**Written exercise**
Exactly repeat the line that contains "Exercise. Mark the palm", then every line after it up to and including the final line.

## Start Source material

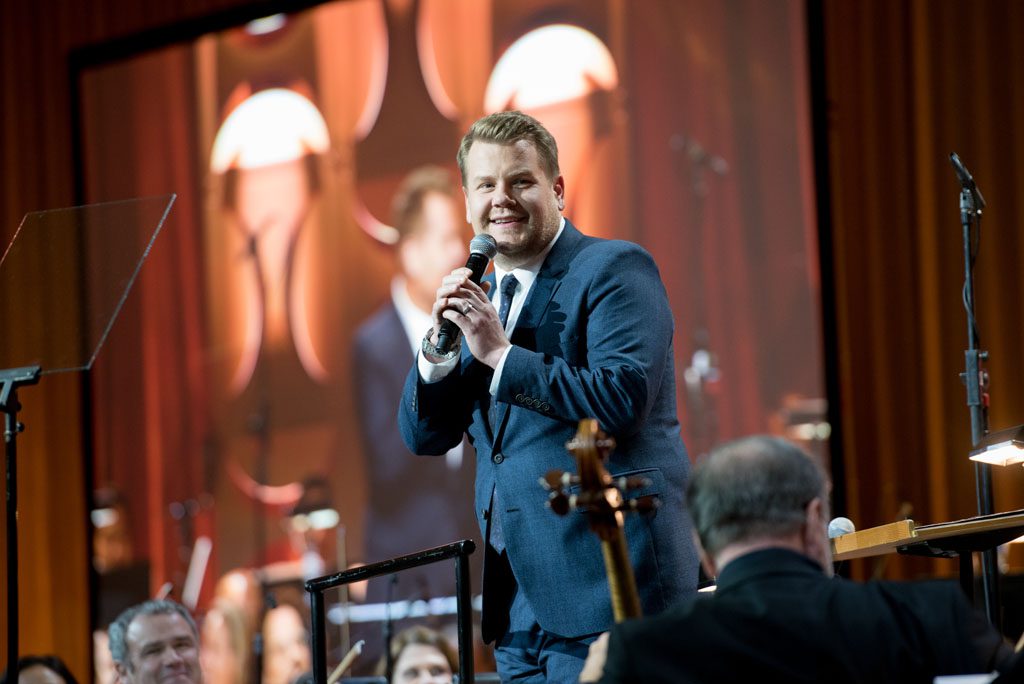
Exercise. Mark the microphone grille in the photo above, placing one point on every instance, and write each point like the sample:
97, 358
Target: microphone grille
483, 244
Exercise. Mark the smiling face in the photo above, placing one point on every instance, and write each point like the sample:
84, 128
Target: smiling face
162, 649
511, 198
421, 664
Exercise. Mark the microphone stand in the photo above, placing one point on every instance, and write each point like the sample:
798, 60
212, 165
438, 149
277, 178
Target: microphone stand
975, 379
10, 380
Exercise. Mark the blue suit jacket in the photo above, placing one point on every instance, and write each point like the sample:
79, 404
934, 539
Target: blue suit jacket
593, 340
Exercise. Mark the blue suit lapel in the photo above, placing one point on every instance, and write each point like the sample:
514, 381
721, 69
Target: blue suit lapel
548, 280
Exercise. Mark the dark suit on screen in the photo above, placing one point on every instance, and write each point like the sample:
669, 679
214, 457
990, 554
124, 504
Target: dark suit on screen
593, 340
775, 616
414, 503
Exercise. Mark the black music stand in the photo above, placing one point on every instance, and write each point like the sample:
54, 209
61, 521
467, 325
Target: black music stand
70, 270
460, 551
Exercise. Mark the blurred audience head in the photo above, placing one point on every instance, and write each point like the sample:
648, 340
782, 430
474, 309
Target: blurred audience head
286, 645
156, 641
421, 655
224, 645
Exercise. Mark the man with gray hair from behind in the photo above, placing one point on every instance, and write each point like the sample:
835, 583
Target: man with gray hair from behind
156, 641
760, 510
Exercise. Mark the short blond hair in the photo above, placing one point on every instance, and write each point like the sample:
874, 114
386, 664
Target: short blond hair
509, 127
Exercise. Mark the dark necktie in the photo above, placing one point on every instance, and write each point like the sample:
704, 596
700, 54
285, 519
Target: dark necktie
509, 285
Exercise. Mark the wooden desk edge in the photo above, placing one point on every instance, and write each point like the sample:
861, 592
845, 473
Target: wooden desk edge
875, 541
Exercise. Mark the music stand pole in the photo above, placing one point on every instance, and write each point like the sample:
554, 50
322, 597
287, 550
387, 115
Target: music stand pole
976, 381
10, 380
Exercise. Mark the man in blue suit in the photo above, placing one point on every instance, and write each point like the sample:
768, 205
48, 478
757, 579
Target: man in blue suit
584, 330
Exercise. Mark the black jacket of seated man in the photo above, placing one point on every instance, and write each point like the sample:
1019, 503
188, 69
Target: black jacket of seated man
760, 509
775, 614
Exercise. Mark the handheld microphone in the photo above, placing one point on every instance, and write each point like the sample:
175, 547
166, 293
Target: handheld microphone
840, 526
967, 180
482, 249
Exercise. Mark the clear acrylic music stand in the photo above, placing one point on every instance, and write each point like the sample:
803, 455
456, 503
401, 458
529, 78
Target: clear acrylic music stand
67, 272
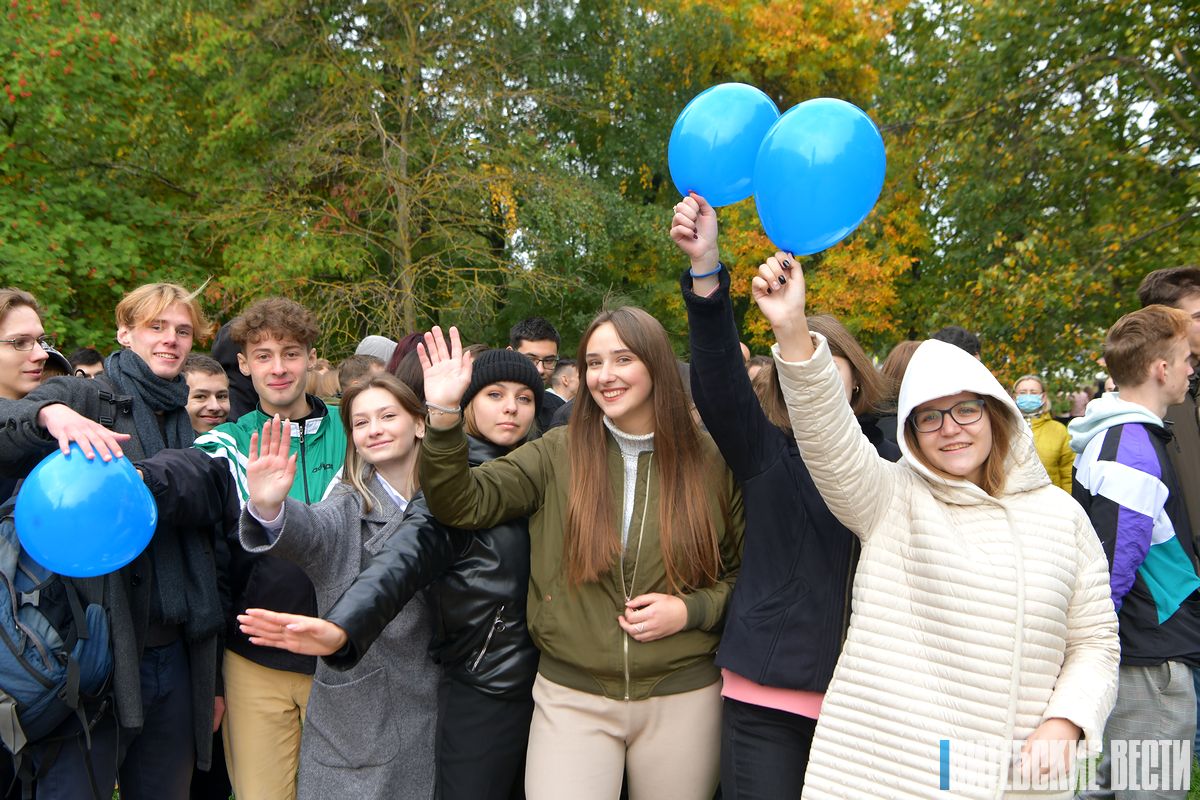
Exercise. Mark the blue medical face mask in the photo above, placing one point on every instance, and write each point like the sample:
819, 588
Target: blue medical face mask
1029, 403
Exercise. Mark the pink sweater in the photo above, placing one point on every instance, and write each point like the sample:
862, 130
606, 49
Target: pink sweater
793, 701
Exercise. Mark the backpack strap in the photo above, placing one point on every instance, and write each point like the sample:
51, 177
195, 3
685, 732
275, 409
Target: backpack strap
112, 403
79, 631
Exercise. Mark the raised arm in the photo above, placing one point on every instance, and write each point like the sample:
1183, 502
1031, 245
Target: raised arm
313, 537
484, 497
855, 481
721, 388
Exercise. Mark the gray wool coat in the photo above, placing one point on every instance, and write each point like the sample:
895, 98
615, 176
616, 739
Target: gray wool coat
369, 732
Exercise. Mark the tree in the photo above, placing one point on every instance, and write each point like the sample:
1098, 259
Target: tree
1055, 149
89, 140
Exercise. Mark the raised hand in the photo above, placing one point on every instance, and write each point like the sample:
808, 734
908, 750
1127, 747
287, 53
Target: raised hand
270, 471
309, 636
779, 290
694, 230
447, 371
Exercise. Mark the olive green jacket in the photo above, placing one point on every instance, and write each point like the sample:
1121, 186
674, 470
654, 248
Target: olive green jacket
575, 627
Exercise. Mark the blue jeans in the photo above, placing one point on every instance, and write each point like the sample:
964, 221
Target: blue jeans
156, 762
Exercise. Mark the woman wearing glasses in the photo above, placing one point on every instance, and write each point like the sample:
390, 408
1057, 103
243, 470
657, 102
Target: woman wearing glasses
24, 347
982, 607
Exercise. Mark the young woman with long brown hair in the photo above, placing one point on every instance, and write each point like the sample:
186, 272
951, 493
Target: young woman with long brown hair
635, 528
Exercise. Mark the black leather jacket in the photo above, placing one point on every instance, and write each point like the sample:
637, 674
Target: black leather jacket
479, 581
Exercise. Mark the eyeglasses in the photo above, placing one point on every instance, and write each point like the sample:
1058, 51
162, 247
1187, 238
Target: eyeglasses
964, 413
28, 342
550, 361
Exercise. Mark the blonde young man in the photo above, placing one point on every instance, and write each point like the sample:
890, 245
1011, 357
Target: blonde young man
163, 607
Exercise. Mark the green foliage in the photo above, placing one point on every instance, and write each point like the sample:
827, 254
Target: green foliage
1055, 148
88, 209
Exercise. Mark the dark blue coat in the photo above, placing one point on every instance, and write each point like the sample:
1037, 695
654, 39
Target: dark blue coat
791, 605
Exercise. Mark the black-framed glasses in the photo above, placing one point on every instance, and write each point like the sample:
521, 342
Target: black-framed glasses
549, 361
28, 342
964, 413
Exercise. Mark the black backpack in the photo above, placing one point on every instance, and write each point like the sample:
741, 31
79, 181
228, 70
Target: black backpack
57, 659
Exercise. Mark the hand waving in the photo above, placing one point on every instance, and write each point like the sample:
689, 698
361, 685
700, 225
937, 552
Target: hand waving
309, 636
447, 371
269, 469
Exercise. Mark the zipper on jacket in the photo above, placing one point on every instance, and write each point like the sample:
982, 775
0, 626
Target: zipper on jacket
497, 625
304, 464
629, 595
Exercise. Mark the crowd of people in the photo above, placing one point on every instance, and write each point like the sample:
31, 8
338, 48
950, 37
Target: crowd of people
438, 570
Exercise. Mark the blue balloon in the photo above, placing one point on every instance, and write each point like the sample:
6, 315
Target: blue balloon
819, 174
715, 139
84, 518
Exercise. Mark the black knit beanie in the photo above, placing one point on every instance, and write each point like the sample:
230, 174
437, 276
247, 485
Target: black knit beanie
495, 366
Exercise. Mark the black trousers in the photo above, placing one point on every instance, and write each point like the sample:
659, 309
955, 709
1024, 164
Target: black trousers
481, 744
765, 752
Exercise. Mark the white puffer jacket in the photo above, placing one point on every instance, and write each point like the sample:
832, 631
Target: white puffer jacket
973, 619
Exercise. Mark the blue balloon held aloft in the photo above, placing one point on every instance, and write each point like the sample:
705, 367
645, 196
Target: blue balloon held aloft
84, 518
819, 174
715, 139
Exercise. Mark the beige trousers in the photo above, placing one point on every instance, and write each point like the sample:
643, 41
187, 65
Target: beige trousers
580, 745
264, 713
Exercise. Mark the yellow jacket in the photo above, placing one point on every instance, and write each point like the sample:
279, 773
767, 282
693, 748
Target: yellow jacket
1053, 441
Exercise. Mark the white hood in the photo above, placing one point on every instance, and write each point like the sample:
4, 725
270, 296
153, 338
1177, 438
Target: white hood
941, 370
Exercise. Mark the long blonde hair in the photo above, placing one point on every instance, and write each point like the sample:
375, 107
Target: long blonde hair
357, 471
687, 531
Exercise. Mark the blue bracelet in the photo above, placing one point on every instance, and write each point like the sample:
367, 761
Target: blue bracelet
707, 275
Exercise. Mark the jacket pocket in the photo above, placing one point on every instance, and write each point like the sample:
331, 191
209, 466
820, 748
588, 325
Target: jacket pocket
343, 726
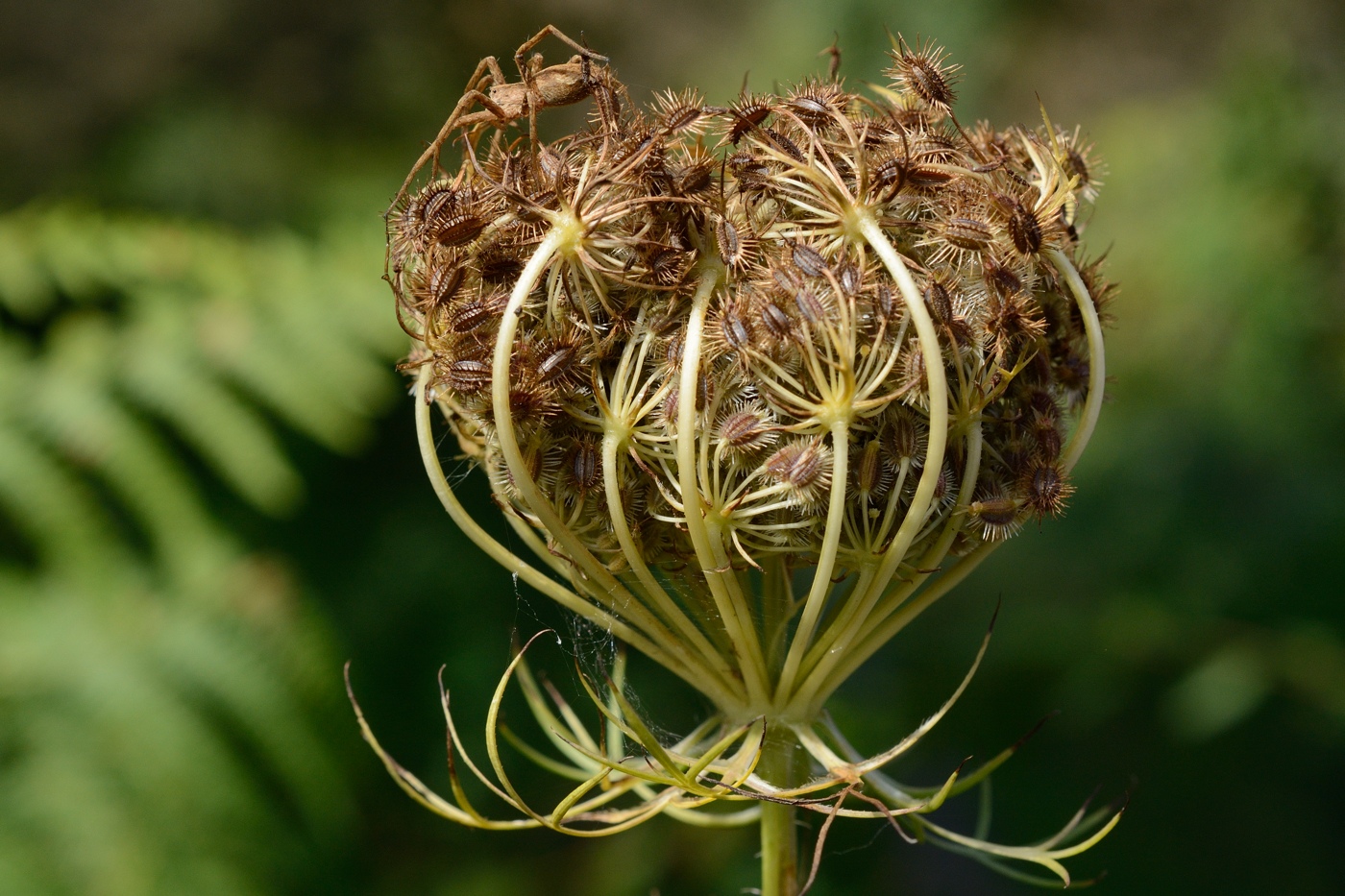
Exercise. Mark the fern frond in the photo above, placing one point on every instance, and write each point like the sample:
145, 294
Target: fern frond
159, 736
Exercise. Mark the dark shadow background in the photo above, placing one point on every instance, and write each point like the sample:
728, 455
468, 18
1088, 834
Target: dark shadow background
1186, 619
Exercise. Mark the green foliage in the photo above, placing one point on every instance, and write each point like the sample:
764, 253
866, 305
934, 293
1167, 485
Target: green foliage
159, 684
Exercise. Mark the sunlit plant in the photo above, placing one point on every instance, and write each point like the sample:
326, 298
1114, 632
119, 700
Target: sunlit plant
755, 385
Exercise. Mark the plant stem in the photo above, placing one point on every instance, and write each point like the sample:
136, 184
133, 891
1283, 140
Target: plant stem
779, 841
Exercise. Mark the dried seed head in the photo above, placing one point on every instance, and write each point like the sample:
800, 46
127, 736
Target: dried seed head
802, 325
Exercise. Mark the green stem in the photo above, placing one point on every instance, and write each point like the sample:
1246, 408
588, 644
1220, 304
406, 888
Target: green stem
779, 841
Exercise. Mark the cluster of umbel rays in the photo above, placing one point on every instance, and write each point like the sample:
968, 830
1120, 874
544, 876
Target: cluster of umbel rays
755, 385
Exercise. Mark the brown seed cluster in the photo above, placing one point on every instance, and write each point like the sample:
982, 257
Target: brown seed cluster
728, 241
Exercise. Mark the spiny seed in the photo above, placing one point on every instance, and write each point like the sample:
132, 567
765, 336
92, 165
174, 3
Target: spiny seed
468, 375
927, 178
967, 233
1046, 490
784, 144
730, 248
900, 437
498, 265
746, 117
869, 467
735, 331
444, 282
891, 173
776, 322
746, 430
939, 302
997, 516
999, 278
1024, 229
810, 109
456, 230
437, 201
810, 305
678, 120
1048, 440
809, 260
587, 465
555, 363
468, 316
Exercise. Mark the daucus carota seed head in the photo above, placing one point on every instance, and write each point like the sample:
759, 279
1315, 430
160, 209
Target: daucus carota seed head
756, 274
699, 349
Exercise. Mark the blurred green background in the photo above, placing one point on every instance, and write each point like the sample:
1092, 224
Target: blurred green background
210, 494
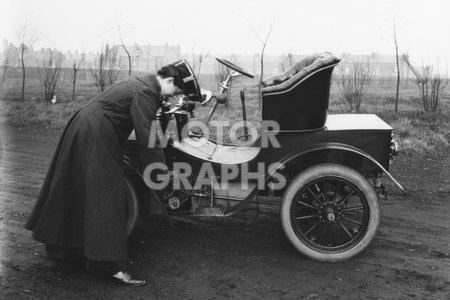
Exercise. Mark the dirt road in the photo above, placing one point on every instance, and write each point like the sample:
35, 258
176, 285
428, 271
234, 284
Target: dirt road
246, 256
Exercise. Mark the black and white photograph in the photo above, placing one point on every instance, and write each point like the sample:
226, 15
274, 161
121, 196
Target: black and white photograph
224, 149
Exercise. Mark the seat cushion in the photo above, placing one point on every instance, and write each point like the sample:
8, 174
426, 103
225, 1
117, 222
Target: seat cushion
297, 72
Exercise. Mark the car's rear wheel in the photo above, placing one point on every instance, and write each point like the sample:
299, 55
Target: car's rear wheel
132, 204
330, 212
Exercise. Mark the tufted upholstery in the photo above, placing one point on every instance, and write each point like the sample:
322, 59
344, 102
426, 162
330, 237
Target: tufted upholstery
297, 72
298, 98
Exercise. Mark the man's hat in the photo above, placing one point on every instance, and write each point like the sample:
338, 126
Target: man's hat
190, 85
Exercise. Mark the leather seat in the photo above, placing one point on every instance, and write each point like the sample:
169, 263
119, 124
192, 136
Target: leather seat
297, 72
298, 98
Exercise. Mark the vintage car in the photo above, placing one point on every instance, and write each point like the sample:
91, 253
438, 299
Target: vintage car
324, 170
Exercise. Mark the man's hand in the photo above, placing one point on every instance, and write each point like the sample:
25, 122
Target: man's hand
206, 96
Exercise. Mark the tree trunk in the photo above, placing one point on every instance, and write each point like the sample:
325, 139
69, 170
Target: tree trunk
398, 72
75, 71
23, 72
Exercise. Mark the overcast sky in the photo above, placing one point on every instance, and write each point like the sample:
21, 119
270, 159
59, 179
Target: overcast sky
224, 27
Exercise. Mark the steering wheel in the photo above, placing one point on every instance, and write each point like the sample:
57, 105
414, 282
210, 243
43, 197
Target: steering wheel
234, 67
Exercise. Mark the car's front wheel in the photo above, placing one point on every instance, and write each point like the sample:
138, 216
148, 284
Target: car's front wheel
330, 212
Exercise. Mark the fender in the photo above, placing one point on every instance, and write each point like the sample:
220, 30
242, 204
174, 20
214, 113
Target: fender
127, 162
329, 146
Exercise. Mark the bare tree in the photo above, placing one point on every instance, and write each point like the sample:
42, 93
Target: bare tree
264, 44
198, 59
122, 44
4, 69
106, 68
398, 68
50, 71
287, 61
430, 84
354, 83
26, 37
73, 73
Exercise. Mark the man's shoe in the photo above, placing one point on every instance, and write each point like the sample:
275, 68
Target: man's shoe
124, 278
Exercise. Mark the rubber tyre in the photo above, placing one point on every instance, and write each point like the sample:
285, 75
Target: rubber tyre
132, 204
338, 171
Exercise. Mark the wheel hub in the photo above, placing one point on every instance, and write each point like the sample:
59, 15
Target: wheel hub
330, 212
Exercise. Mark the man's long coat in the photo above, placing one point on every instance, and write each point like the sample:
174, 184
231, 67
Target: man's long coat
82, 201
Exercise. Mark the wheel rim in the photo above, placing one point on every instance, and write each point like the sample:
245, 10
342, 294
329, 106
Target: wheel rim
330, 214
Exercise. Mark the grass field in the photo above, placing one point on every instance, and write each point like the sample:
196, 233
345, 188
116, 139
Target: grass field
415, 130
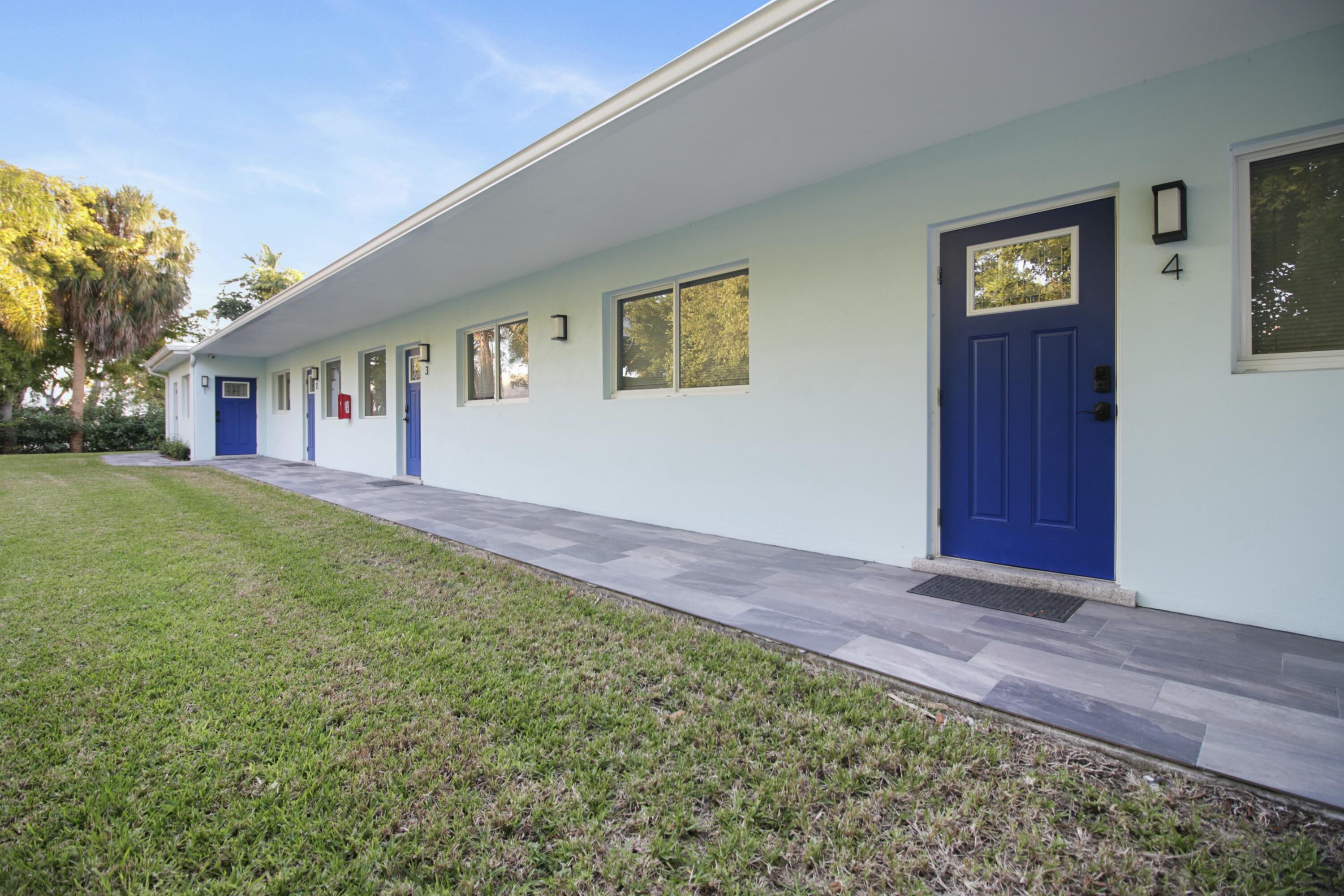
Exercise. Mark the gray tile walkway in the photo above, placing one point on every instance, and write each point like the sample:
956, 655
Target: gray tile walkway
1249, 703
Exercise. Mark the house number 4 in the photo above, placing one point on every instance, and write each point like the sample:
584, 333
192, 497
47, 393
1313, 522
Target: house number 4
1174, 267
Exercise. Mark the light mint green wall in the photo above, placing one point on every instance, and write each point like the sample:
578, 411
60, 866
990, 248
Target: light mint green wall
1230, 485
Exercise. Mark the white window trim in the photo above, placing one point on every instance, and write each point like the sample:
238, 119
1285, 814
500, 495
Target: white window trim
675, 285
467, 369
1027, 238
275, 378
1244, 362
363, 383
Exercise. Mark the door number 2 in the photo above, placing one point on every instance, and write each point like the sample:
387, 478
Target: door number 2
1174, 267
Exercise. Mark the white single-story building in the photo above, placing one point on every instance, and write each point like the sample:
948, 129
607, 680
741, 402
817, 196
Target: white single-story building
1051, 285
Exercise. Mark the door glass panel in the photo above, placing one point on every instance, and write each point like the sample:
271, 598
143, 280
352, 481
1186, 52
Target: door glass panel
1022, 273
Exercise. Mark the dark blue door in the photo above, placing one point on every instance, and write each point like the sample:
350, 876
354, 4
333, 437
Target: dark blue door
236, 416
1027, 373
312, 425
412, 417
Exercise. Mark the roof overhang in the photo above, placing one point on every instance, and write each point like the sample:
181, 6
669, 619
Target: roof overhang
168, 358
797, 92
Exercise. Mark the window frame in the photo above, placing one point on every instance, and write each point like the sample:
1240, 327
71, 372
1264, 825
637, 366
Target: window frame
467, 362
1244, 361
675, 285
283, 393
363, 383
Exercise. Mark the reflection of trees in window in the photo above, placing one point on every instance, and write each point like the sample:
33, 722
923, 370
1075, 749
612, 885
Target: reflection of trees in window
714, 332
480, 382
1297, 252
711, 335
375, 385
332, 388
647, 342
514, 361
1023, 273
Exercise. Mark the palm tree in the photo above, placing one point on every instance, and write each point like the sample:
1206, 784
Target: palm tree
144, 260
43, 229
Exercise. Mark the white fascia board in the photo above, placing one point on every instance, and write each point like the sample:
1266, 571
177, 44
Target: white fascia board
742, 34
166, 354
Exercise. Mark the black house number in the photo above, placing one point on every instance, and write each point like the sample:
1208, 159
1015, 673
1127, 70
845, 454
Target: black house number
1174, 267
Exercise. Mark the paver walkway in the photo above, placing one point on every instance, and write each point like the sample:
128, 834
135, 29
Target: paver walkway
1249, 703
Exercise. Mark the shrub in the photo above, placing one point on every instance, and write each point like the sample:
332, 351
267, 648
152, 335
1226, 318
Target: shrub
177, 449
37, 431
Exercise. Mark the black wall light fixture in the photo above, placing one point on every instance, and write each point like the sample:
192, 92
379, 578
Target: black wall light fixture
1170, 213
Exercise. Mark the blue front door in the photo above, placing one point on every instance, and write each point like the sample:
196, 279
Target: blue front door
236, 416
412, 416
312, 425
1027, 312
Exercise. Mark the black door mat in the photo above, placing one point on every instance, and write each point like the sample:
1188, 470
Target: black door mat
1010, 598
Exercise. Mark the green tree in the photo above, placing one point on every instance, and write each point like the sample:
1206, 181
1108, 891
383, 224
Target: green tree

## End Source material

**Response**
Exercise. Mark the palm tree in the photo above, placing one point on every instance, and write each point like the sample:
1206, 784
Target: palm tree
144, 260
43, 229
Exercise. Mark the white fascia board in the photo above, placing one point on every instance, and write each point like the sample:
1266, 571
177, 44
Target: white fascia board
742, 34
166, 354
Exercise. Mark the black house number in the photo above, placing one point on every instance, and write each point like the sample:
1208, 159
1015, 673
1127, 70
845, 454
Target: black house number
1174, 267
Exercise. Mark the paver walkway in the photo above, placing one point on every instance, and write each point like the sample:
128, 834
135, 29
Target: paver walkway
1249, 703
Exercise. Mark the shrub in the photo above, placing one point on every instance, and write each point like the sample:
332, 351
267, 648
152, 335
1226, 318
Target: shrub
177, 449
37, 431
Exercise. Mark the black wall light fixture in the photo above, placing one point on every instance, and write each point like the sample:
192, 92
379, 578
Target: black wall light fixture
1170, 213
Exercise. Mark the blue front door in the photo above, placing one point on every instance, and write each point like the sample:
196, 279
Target: blue front door
236, 416
412, 416
312, 425
1027, 312
Exercise. Mark the black door mat in the photo above, placing one point on every instance, and write each point like the sample:
1188, 470
Target: black door mat
1010, 598
Exercise. Mark the green tree in the photo above, placing one point on every instance, and write each point like the sample:
1206, 181
1108, 891
383, 224
Target: green tree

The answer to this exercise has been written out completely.